[Point labeling records]
* * * * * * *

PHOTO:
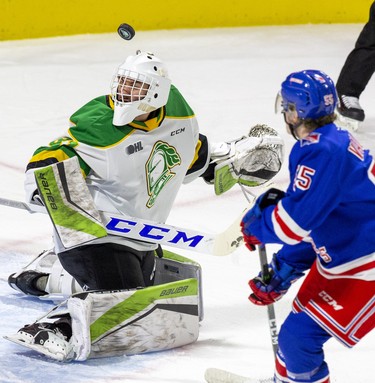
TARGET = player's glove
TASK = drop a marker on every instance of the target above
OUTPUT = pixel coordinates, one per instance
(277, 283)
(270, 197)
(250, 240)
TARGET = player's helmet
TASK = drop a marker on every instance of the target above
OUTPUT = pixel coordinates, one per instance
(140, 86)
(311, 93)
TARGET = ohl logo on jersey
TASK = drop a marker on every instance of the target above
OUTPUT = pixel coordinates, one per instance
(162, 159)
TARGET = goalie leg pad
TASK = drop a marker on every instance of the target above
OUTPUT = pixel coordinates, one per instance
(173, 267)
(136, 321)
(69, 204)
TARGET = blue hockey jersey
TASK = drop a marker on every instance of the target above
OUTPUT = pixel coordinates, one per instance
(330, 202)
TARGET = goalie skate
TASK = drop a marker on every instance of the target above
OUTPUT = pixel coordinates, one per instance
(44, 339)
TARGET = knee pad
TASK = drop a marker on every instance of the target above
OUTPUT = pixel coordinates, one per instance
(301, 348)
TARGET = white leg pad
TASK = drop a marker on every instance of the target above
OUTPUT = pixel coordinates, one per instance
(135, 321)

* * * * * * *

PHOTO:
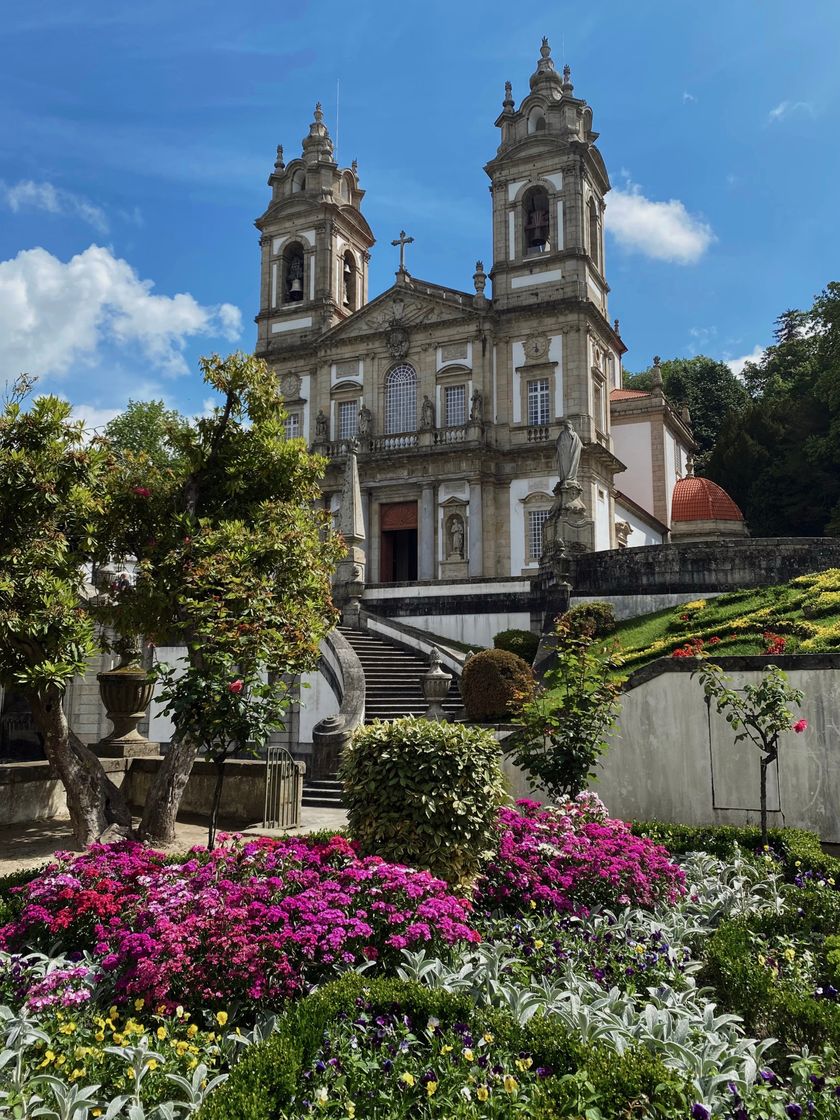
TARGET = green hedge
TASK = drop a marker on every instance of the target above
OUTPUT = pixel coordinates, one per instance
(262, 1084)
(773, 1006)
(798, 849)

* * * * * * *

PROMPT ->
Extract each line of the records that contains the word "jersey", and list those lines in full.

ANSWER FOR THIS EXERCISE ->
TARGET = ohl logo on jersey
TARGET = blue hockey jersey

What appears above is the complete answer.